Required work
Which lines of the listing below contain the string "building"? Find each one, treating uppercase and lowercase as different, and copy it.

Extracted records
--- BEGIN ---
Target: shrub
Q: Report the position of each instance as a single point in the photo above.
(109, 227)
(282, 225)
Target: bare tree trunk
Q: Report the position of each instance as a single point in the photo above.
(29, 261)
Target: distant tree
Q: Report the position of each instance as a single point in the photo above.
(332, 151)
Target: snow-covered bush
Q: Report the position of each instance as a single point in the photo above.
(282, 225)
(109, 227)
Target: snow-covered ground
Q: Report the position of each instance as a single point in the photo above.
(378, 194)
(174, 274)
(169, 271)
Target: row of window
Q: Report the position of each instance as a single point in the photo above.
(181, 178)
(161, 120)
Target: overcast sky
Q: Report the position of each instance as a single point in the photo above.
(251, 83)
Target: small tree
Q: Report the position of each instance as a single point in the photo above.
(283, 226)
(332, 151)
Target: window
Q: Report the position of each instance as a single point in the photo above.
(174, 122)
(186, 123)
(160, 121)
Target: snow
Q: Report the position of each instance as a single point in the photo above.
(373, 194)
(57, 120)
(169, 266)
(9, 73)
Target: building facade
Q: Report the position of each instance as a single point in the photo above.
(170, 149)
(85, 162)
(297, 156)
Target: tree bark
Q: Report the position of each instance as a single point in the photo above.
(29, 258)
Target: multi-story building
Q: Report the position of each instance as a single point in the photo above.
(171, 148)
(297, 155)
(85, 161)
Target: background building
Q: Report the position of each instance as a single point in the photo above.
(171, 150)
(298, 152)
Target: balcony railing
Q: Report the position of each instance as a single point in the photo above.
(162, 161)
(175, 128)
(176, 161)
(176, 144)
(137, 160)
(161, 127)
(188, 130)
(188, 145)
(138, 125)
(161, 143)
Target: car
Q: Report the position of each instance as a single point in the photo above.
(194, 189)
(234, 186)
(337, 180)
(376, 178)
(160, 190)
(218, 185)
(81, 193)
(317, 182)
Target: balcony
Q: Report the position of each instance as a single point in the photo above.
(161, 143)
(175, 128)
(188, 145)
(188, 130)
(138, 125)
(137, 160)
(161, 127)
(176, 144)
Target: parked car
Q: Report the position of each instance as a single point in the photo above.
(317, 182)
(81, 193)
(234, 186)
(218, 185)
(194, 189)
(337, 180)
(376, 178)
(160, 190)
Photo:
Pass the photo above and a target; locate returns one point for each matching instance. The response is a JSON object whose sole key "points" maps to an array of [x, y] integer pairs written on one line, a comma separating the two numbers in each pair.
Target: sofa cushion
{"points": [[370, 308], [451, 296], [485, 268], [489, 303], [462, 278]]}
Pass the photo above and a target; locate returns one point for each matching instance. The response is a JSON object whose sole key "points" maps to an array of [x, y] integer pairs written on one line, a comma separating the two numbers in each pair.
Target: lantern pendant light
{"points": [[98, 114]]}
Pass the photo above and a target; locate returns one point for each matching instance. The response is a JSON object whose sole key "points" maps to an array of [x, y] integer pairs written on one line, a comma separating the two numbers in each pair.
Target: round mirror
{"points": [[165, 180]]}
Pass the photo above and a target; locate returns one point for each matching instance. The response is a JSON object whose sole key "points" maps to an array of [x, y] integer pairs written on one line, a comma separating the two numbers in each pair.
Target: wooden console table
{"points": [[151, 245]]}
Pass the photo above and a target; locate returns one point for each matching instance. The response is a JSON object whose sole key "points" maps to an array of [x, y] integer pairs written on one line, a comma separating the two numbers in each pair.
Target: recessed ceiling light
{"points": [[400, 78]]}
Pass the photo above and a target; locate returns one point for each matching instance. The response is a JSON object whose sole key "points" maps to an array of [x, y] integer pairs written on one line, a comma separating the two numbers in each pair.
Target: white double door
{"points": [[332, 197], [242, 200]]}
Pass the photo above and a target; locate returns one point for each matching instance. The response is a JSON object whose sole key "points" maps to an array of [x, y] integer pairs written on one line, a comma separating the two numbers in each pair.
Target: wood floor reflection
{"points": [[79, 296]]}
--- END ---
The output
Target: building facade
Target: multi-story building
Target: background building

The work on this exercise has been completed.